* **TASK TO CARRY OUT**
Count the lines in the listing below that contain the string "chair", and reply with that number alone.

* **ENTRIES PROVIDED**
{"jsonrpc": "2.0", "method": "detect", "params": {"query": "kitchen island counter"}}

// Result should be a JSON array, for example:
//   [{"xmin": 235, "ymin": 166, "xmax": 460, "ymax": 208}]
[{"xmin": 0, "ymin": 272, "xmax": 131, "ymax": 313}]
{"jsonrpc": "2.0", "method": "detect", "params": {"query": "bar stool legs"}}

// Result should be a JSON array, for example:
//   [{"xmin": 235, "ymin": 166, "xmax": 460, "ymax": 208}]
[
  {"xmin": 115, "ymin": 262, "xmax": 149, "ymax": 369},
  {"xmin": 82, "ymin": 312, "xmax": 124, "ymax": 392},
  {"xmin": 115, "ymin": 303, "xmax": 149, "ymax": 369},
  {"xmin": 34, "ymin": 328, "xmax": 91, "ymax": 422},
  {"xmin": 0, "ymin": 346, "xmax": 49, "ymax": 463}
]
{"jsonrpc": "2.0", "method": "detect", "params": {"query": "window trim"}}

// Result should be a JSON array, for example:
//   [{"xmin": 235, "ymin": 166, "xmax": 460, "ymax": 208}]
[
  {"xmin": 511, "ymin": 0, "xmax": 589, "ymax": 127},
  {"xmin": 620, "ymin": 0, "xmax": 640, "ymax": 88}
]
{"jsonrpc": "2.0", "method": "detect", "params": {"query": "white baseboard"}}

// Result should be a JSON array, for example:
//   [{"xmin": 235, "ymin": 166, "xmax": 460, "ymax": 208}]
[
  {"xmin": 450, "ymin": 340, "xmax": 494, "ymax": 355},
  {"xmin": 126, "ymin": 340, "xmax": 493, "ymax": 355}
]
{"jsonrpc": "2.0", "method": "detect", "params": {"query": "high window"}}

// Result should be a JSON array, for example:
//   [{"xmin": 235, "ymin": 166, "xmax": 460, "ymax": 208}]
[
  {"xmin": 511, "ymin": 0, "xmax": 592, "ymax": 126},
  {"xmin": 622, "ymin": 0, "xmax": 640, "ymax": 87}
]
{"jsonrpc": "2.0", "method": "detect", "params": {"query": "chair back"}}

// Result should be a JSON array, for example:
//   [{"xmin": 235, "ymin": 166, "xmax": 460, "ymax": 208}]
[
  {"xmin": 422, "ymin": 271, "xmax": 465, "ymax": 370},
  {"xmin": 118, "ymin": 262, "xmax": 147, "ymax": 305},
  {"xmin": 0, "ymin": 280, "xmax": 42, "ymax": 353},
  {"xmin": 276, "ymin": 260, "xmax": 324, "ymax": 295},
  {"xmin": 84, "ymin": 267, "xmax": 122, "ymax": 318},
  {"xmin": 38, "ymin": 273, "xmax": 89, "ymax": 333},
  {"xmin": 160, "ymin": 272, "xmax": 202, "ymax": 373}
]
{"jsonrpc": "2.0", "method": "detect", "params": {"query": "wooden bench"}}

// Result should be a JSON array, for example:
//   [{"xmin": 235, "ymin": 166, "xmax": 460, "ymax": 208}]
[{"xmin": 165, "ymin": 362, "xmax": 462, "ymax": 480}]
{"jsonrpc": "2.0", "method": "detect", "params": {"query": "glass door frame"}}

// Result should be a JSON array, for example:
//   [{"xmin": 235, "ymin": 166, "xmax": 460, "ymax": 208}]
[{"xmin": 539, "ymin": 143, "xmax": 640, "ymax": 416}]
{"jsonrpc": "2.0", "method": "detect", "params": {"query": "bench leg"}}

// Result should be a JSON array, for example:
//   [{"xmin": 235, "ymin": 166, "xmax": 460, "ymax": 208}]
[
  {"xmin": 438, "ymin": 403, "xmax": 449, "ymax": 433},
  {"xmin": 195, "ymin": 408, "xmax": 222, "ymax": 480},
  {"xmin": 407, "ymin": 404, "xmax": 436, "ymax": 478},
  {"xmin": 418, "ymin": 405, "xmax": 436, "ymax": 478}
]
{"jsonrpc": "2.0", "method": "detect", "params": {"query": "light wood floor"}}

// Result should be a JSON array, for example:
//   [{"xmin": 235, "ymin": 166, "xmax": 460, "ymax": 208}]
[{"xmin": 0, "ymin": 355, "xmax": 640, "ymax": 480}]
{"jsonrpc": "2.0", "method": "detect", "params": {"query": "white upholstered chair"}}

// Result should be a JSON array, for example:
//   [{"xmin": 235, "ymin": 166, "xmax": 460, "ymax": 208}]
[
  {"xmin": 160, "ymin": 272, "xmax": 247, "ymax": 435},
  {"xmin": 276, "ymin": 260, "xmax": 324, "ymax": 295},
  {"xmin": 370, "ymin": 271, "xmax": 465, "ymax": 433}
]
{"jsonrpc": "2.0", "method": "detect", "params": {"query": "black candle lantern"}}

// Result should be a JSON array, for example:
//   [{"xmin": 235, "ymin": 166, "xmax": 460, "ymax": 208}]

* **RESULT BELOW**
2